== PROBLEM DETAILS ==
Write out the Kozlov article word for word, from "Kozlov, right, strongly" to "Stefan was 1.".

== STUDY TEXT ==
**********
Kozlov, right, strongly resembles Brian Martinez, left,
the Sacramento tournament director. Martinez joked
that Kozlov is his son. Photo by Paul Bauman

   Kozlov said he gets his determination from his Russian father. Andrei and Larissa Kozlov moved to the Southeastern European country of Macedonia, where Stefan was born, in search of better tennis opportunities and to South Florida when Stefan was 1.
   Stefan and his 14-year-old brother were named after International Tennis Hall of Famers Stefan Edberg and Boris Becker, respectively. 
   Andrei runs the Kozlov Tennis Academy in Pembroke Pines, a suburb of Miami.
   "We don't live in the biggest house or have the nicest cars," admitted Stefan, who speaks fluent Russian. "We grind day by day. If I do well here, I'm earning money for my family and my brother so he can travel to tournaments.
**********
== DATA EXTRACTS ==
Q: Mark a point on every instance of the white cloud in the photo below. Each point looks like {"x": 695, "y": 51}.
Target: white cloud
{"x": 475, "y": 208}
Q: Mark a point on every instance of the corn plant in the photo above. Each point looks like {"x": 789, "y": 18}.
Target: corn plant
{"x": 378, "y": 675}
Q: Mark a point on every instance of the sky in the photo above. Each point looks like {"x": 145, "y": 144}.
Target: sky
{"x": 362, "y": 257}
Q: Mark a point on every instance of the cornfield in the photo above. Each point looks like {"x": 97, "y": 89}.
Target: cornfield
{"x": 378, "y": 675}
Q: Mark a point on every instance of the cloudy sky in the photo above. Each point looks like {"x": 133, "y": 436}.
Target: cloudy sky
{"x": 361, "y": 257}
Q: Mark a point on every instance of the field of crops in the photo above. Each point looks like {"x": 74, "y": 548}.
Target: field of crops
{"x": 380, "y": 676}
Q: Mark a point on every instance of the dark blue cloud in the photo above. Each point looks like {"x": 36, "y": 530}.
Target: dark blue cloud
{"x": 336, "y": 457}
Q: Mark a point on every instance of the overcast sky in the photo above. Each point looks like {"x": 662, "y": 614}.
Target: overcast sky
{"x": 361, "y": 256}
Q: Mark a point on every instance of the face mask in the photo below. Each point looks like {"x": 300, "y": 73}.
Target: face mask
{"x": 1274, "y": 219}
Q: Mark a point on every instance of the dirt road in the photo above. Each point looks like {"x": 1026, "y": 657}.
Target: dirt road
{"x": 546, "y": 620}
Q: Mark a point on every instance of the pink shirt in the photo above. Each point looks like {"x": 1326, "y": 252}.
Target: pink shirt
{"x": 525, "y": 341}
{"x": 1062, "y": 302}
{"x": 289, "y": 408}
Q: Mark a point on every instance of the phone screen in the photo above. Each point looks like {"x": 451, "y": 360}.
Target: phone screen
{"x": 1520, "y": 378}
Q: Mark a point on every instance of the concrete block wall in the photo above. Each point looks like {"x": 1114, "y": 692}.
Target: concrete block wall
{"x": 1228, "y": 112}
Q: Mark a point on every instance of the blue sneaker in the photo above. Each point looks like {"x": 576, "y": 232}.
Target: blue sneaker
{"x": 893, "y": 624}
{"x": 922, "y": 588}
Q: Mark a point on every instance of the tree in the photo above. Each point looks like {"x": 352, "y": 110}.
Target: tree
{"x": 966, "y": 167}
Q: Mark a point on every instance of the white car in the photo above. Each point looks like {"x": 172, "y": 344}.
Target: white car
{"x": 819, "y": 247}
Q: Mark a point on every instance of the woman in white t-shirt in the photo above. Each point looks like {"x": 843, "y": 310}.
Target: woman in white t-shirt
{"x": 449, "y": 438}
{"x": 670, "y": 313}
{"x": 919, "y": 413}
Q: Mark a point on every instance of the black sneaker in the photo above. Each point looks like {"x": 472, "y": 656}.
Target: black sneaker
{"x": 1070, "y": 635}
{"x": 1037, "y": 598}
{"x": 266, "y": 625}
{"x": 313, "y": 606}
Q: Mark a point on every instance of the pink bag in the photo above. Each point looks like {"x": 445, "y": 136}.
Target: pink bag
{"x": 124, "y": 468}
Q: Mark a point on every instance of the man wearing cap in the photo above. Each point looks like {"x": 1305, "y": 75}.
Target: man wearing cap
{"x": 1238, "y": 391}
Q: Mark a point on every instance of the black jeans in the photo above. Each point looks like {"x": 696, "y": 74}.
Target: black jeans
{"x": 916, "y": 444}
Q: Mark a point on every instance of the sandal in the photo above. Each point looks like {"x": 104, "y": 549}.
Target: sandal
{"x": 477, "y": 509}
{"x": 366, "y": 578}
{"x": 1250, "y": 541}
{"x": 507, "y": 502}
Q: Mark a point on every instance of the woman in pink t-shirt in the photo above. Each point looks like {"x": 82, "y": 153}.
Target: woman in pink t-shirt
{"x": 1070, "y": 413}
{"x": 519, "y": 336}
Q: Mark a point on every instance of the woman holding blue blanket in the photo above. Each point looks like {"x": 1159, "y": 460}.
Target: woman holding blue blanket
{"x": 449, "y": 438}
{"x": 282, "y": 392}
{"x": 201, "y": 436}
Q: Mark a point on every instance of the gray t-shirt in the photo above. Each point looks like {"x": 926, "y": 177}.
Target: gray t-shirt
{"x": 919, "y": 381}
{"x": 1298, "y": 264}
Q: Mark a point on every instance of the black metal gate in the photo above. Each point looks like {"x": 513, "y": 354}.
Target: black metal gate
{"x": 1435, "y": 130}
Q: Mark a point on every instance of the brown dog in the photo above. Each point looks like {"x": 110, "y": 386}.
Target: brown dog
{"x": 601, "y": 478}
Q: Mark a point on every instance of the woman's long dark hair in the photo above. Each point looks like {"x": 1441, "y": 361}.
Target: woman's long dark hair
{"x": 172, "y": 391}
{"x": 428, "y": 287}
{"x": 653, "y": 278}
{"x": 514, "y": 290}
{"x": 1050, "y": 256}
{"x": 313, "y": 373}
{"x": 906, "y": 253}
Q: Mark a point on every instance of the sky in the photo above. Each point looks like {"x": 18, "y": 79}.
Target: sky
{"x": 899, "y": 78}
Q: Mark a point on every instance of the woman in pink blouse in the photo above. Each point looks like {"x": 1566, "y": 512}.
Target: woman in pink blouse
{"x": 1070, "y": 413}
**********
== EXERCISE SOLUTION ==
Kozlov, right, strongly resembles Brian Martinez, left,
the Sacramento tournament director. Martinez joked
that Kozlov is his son. Photo by Paul Bauman

   Kozlov said he gets his determination from his Russian father. Andrei and Larissa Kozlov moved to the Southeastern European country of Macedonia, where Stefan was born, in search of better tennis opportunities and to South Florida when Stefan was 1.